Pemimpin sayap kanan Inggris, Tommy Robinson, pada Juni lalu memposting ulang video "London 2050" di X, yang mendapatkan lebih dari setengah juta penayangan.
"Secara umum, Eropa sudah ditakdirkan," tulis seorang penonton menanggapi video itu.
Robinson—yang sebelumnya memposting video AI serupa dari New York, Milan, dan Brussels—memimpin pawai sayap kanan terbesar di pusat London dalam beberapa tahun terakhir pada September, dengan partisipasi hingga 150.000 orang yang memprotes masuknya migran.
"Sistem moderasi secara konsisten gagal di semua platform untuk mencegah konten ini dibuat dan dibagikan," kata Ahmed dari Center for Countering Digital Hate.
Ia menyoroti X, yang dimiliki oleh miliarder teknologi Elon Musk, sebagai platform "sangat kuat untuk memperbesar kebencian dan disinformasi".
TikTok telah melarang akun kreator di balik video-video yang diposting Robinson. Menurut platform tersebut, akun yang berulang kali mempromosikan ideologi kebencian, termasuk teori konspirasi, akan diblokir.
Namun, video semacam ini telah mendapat jutaan penayangan di media sosial dan diposting ulang oleh nasionalis radikal Austria Martin Sellner dan anggota parlemen sayap kanan Belgia Sam van Rooy.
Anggota Parlemen Eropa Italia Silvia Sardone dari partai populis sayap kanan Lega pada April memposting video distopia Milan di Facebook, sambil bertanya apakah "kita benar-benar menginginkan masa depan ini".
Pemimpin sayap kanan Belanda Geert Wilders dari Partai Kebebasan merilis video AI wanita berhijab untuk pemilu Oktober bertajuk "Belanda 2050".
Ia memprediksi Islam akan menjadi agama terbesar di Belanda pada saat itu, meski hanya enam persen populasi yang mengidentifikasi sebagai Muslim.

++++++++++

Tentukan apakah tiap pernyataan berikut sesuai dengan kutipan tentang video AI sayap kanan, lalu jawab ya atau tidak disertai kata-kata penentu dari kutipan yang dikutip persis. 1. Video "London 2050" yang diposting ulang Robinson ditonton lebih dari setengah juta kali. 2. Silvia Sardone memposting video distopia Milan di X. 3. Geert Wilders merilis video AI untuk pemilu bulan Oktober. Daftar di bawah ini tidak diperlukan.

++++++++++

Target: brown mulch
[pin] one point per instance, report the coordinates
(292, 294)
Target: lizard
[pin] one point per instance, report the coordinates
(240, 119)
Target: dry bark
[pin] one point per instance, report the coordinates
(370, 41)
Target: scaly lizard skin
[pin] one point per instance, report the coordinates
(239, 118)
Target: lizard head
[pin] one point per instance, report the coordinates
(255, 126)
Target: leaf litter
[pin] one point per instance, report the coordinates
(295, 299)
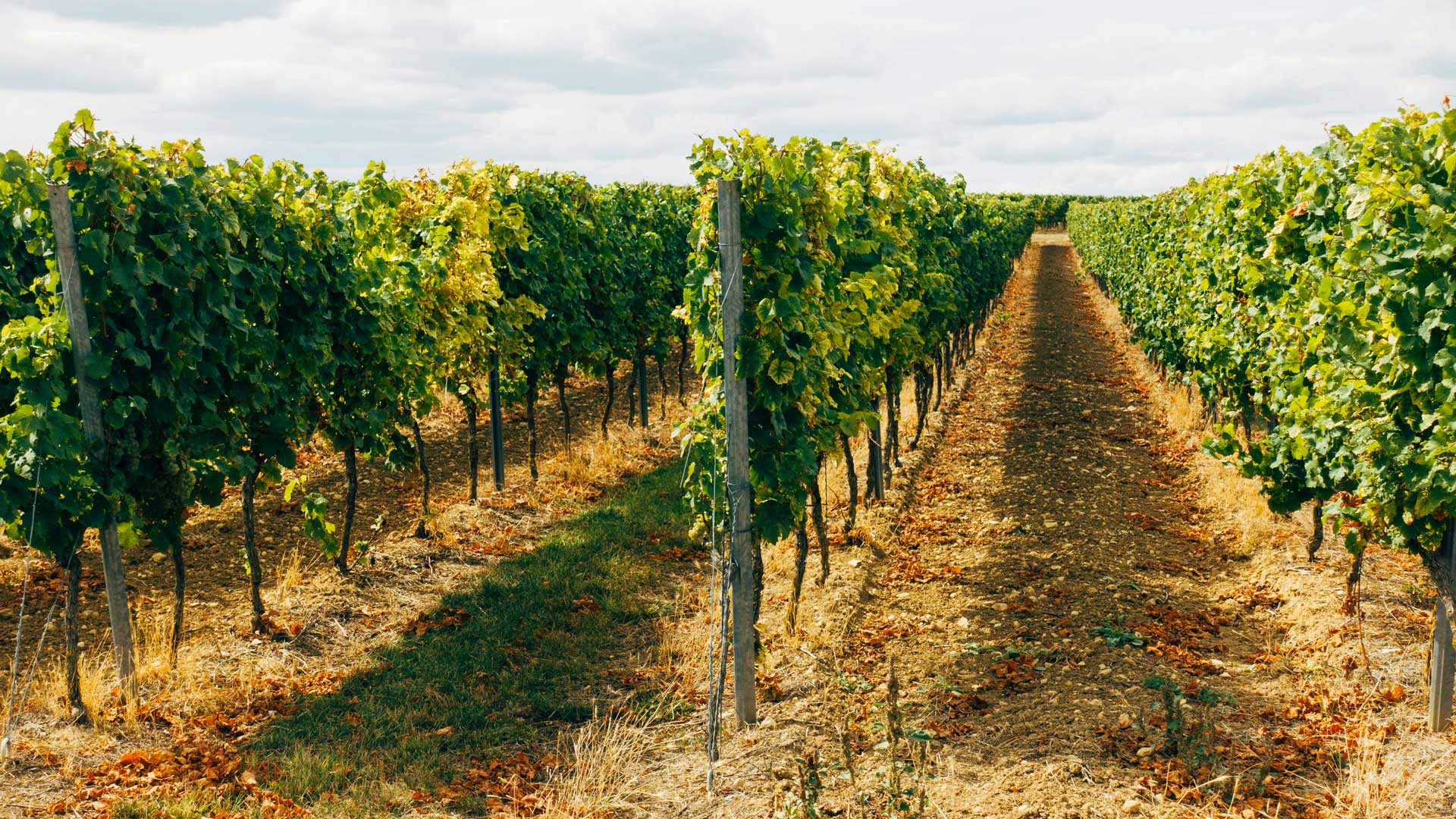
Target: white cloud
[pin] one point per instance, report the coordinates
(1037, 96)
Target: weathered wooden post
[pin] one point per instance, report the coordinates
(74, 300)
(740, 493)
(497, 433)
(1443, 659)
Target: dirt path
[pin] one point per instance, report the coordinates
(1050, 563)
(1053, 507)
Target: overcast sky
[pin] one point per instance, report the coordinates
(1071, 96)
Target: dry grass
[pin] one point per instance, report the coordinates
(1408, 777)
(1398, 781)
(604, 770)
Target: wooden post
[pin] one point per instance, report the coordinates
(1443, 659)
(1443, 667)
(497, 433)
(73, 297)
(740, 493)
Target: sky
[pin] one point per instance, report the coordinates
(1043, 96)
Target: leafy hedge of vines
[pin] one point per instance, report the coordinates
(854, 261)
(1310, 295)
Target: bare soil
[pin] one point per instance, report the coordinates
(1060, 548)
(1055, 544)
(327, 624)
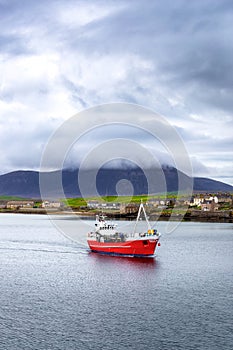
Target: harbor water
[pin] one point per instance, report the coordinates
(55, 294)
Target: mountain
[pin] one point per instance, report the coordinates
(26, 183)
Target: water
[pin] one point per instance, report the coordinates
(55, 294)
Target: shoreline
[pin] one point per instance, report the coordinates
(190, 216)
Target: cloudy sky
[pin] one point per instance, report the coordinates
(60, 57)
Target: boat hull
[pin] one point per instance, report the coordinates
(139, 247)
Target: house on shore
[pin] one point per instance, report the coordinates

++++++++++

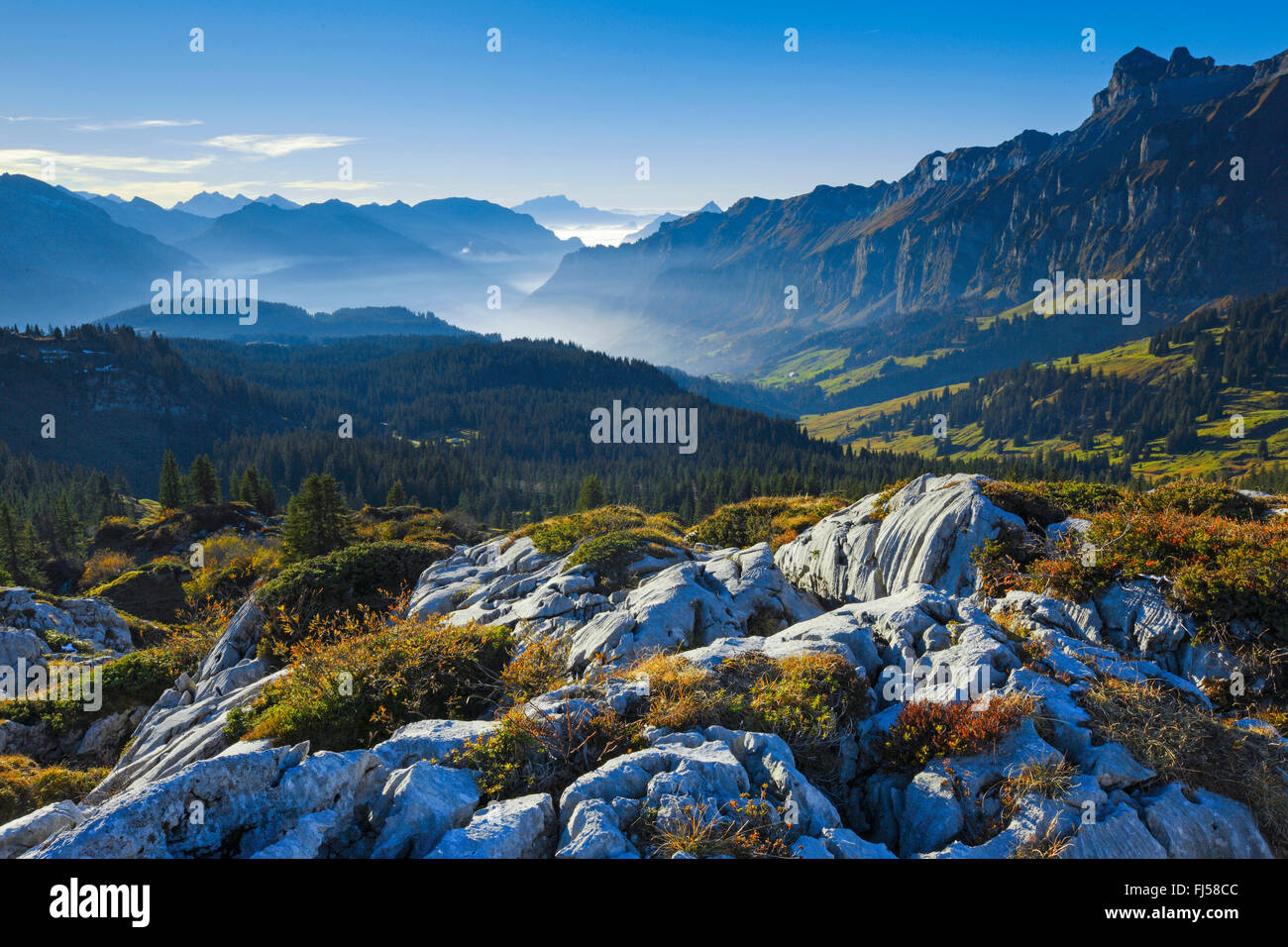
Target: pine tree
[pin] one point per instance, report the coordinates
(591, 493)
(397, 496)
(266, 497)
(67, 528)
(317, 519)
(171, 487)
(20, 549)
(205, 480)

++++++++++

Tugas Selesai »
1. Ya: "yang mendapatkan lebih dari setengah juta penayangan"
2. Tidak: "memposting video distopia Milan di Facebook"
3. Ya: "merilis video AI wanita berhijab untuk pemilu Oktober"